## Excerpt to read
----------------------------------------

HASTAC (/ˈhāˌstak/'), also known as the Humanities, Arts, Science and Technology Alliance and Collaboratory, is a virtual organization and platform of more than 18,000 individuals and 400+ affiliate-institutions dedicated to innovative new modes of learning and research.  HASTAC network members contribute to the community by sharing work and ideas with others via the open-access website, by hosting HASTAC conferences and workshops online or in their region by initiating conversations, or by working collaboratively with others in the HASTAC network.

Until 2016, HASTAC administered the annual $2 million MacArthur Foundation Digital Media and Learning Competition. The 2011 Competition, “Badges for Lifelong Learning,” launched in collaboration with the Mozilla Foundation, focused on digital badges as a means to inspire learning, confirm accomplishment, or validate the acquisition of knowledge or skills.

HASTAC has been funded by Digital Promise, the National Science Foundation, the John D. and Catherine T. MacArthur Foundation, Duke University and Arizona State University. As of 2021, it is jointly administered and funded by The Graduate Center, CUNY and Dartmouth College.

Founding 
HASTAC was founded in 2002 by Cathy N. Davidson, Ruth F. DeVarney Professor of English, John Hope Franklin Humanities Institute Professor of Interdisciplinary Studies and co-director of the PhD Lab in Digital Knowledge at Duke University and co-founder of the John Hope Franklin Humanities Institute at Duke University, and David Theo Goldberg, Director of the University of California's statewide Humanities Research Institute (UCHRI).

At a meeting of humanities leaders held by the Mellon Foundation in 2002, it was clear that Davidson and Goldberg had each, independently, been working on a variety of projects with leading scientists and engineers dedicated to expanding the innovative uses of technology in research, teaching, and electronic publishing.  They resolved to contact others who were building and analyzing the social and ethical dimensions of new technologies and soon formed the HASTAC consortium with a dozen or so other noted educators, scientists, and technology designers.

Currently, HASTAC is governed by a Steering Committee of individuals from different institutions and disciplines.

Membership

According to its website, “HASTAC members are motivated by the conviction that the digital era provides rich opportunities for informal and formal learning and for collaborative, networked research that extends across traditional disciplines, across the boundaries of the academy and the community, across the "two cultures" of humanism and technology, across the divide of thinking versus making, and across social strata and national borders."

----------------------------------------

## Dataset entries
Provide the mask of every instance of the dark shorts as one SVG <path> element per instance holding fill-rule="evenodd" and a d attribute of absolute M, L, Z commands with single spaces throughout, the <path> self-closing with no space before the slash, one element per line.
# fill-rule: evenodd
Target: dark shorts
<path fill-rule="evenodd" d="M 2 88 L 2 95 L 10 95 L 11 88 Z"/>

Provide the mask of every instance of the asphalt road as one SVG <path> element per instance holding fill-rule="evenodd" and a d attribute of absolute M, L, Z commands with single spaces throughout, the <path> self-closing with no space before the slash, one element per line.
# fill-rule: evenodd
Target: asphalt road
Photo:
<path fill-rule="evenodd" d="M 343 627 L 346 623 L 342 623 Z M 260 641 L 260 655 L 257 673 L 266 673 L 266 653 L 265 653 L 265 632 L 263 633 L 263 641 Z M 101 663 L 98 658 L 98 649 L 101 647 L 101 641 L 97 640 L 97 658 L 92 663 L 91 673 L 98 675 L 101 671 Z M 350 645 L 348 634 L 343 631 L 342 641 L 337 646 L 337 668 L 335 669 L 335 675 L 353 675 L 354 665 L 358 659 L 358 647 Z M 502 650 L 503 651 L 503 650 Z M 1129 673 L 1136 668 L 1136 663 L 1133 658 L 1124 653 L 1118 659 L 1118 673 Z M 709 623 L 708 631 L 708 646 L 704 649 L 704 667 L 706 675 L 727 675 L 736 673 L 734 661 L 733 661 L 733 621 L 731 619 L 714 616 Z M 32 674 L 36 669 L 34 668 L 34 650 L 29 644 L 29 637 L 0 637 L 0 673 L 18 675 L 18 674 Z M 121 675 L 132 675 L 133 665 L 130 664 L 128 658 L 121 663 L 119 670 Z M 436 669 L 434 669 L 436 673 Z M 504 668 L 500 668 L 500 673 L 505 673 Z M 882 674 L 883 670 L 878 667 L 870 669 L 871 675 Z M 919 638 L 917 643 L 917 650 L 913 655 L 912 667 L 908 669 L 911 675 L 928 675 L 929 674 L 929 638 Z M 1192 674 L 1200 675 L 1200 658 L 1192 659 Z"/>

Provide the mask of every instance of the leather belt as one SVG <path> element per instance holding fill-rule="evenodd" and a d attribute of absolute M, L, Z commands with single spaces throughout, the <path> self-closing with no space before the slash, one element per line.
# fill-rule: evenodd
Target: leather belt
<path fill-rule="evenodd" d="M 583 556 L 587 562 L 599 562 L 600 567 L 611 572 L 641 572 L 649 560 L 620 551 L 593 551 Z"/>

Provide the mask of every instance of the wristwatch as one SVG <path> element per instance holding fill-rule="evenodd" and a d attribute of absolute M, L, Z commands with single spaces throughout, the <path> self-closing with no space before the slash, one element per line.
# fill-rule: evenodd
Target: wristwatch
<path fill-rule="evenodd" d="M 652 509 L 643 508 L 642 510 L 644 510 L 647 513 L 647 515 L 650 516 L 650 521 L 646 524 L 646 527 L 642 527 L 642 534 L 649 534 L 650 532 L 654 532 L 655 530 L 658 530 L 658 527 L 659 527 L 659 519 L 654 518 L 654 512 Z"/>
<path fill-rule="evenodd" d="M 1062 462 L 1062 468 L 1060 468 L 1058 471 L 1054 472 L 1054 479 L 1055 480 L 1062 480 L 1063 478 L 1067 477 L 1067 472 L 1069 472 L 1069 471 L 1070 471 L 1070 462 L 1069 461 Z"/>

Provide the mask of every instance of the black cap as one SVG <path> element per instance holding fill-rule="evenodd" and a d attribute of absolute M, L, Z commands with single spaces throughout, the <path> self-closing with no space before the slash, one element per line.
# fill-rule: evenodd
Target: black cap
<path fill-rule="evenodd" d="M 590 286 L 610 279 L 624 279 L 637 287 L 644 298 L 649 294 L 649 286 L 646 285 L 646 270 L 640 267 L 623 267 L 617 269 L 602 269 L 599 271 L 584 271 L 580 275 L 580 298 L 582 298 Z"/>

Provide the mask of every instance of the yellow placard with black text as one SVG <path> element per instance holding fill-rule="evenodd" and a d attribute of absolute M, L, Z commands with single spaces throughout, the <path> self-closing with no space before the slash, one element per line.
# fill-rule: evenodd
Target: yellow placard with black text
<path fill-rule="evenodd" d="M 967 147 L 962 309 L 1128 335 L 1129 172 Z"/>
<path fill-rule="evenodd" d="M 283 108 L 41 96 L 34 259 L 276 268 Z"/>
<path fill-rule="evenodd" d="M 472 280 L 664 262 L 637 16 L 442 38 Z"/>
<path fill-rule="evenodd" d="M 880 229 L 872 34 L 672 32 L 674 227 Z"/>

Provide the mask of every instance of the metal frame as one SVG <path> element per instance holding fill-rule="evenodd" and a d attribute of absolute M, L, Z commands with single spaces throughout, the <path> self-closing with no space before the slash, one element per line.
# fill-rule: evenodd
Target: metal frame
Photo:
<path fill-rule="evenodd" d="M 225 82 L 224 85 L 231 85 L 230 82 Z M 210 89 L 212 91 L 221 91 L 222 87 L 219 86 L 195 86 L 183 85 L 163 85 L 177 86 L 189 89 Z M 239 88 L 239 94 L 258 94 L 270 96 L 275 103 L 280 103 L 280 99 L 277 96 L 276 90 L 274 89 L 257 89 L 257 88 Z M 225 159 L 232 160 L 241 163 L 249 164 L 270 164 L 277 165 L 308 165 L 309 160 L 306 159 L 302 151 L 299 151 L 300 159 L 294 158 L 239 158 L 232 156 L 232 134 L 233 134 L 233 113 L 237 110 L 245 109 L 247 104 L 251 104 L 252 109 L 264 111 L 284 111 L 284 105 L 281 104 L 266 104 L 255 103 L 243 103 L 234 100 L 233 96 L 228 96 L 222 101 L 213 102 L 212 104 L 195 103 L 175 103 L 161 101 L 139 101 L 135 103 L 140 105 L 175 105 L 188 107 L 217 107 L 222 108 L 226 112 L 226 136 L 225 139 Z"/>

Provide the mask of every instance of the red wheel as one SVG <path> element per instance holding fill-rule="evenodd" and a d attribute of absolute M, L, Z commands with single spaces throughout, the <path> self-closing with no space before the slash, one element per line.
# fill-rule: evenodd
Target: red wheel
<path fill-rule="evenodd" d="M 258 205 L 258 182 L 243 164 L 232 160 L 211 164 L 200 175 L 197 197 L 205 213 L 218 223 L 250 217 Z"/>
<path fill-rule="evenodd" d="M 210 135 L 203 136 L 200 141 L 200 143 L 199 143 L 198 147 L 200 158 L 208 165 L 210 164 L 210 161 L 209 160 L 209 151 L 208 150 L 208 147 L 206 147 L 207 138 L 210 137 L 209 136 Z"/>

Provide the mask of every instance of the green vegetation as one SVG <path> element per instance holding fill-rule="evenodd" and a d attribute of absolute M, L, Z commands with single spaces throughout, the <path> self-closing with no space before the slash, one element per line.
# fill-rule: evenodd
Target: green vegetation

----------------------------------------

## To do
1. According to the HASTAC article, which institutions jointly administer and fund HASTAC as of 2021?
2. Do the following statements agree with the HASTAC article? (a) HASTAC was founded in 2002. (b) The 2011 competition was launched in collaboration with the National Science Foundation. (c) HASTAC is currently governed by a Steering Committee. Answer yes or no for each, quoting the deciding words.
3. Carry the HASTAC article on from its final sentence.

## Expected responses
1. The Graduate Center, CUNY and Dartmouth College.

2.
(a) Yes: "HASTAC was founded in 2002 by Cathy N. Davidson"
(b) No: "launched in collaboration with the Mozilla Foundation"
(c) Yes: "Currently, HASTAC is governed by a Steering Committee of individuals from different institutions and disciplines."

3.
HASTAC's members include professors, students, public intellectuals, artists, educators, software or hardware designers, scientists, gamers, programmers, librarians, and social and political organizers. Specializations include the full range of the humanities and social sciences, the arts, journalism, digital humanities, computational fields, sciences, information science, and engineering, plus those interested in intellectual property issues  and public policy on a local or global scale.

Programs

HASTAC Scholars program 
In 2008, HASTAC initiated the HASTAC Scholars Program, an annual fellowship program that recognizes graduate and undergraduate students who are engaged in innovative work across the areas of technology, the arts, the humanities, and the social sciences. As of 2021, over 1,800 people from 260 institutions have been named HASTAC Scholars, functioning as links between their home institutions and the virtual community they foster on the HASTAC site. "HASTAC scholars participate in and encourage conversations often by blogging, tweeting, podcasting, or co-hosting forums with HASTAC scholars
from other universities, among other various means of connection".

HASTAC/MacArthur Foundation Digital Media and Learning Competition 
Created in 2007, the HASTAC/MacArthur Foundation Digital Media and Learning Competition  is designed to find and inspire the most innovative uses of new media in support of connected learning.  Awards have recognized individuals, for-profit companies, universities, and community organizations using new media to transform learning. Information about Digital Media and Learning Competition winners can be found on HASTAC.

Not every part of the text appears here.